• _Problem requirements_:
All of the data should be restated word for word, with the pictures omitted.

*** Data supplied ***

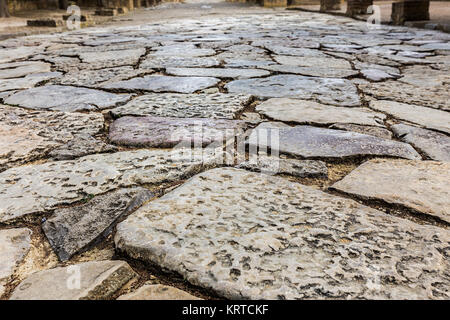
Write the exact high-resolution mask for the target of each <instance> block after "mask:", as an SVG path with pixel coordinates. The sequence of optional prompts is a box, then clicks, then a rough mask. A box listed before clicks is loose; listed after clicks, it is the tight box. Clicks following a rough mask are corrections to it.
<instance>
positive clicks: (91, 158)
mask: <svg viewBox="0 0 450 320" xmlns="http://www.w3.org/2000/svg"><path fill="white" fill-rule="evenodd" d="M182 152H183V150H174V151H172V150H136V151H123V152H116V153H112V154H96V155H89V156H85V157H82V158H78V159H76V160H67V161H55V162H47V163H43V164H35V165H28V166H22V167H17V168H11V169H8V170H6V171H4V172H1V173H0V222H6V221H8V220H13V219H17V218H20V217H22V216H25V215H28V214H33V213H42V212H46V211H50V210H53V209H56V208H57V207H58V206H60V205H63V204H71V203H74V202H77V201H80V200H83V199H86V198H87V197H88V196H89V195H94V196H95V195H99V194H102V193H105V192H108V191H111V190H114V189H117V188H123V187H132V186H136V185H141V184H150V185H158V184H161V183H163V182H173V181H178V180H181V179H183V178H186V177H189V176H191V175H193V174H196V173H197V172H199V171H200V170H202V169H204V168H207V167H208V166H212V165H213V161H214V159H208V158H205V157H203V158H202V155H201V154H198V153H199V151H197V150H195V149H194V150H193V151H192V155H193V159H192V158H191V159H185V158H182V156H183V154H182ZM210 160H211V161H210Z"/></svg>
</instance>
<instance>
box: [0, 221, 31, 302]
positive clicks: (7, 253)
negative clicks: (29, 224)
mask: <svg viewBox="0 0 450 320" xmlns="http://www.w3.org/2000/svg"><path fill="white" fill-rule="evenodd" d="M30 248H31V230H29V229H27V228H17V229H6V230H0V256H1V257H2V259H1V261H0V296H2V295H3V293H4V291H5V284H6V283H7V282H8V280H9V279H10V277H11V276H12V275H13V274H14V271H15V269H16V268H17V266H18V265H19V264H20V263H21V262H22V261H23V259H24V258H25V256H26V255H27V253H28V252H29V251H30Z"/></svg>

***

• _The completed task_:
Write the exact high-resolution mask for the target of each <instance> block after "mask:", as an SVG path with pixel coordinates. The sequence of optional prompts is a box, then clicks, then a rough mask. A box listed before clicks is loose; listed after clicks, it is the tight box. Clicks following a rough mask are corrections to it.
<instance>
positive clicks: (91, 158)
mask: <svg viewBox="0 0 450 320" xmlns="http://www.w3.org/2000/svg"><path fill="white" fill-rule="evenodd" d="M182 152H183V150H174V151H172V150H136V151H123V152H116V153H112V154H96V155H89V156H85V157H82V158H78V159H76V160H67V161H55V162H47V163H43V164H35V165H28V166H22V167H17V168H11V169H8V170H6V171H4V172H1V173H0V222H6V221H8V220H13V219H17V218H20V217H22V216H25V215H28V214H33V213H42V212H46V211H50V210H53V209H56V208H57V207H58V206H60V205H63V204H71V203H74V202H77V201H80V200H83V199H86V198H87V197H88V196H89V195H94V196H95V195H99V194H102V193H105V192H108V191H111V190H114V189H117V188H123V187H132V186H136V185H141V184H150V185H158V184H161V183H163V182H173V181H178V180H181V179H183V178H186V177H189V176H191V175H193V174H196V173H197V172H199V171H200V170H202V169H204V168H207V167H208V166H212V165H213V161H214V159H208V158H205V157H203V158H202V155H201V154H198V153H199V151H197V150H195V149H194V150H193V151H192V155H193V159H192V158H191V159H185V158H182V156H183V154H182ZM210 160H211V161H210Z"/></svg>
</instance>
<instance>
box: [0, 221, 31, 302]
positive clicks: (7, 253)
negative clicks: (29, 224)
mask: <svg viewBox="0 0 450 320" xmlns="http://www.w3.org/2000/svg"><path fill="white" fill-rule="evenodd" d="M30 248H31V230H29V229H27V228H17V229H6V230H0V256H1V257H2V259H1V261H0V296H2V295H3V293H4V291H5V284H6V283H7V282H8V280H9V279H10V277H11V276H12V275H13V274H14V271H15V269H16V268H17V266H18V265H19V264H20V263H21V262H22V261H23V259H24V258H25V256H26V255H27V253H28V252H29V251H30Z"/></svg>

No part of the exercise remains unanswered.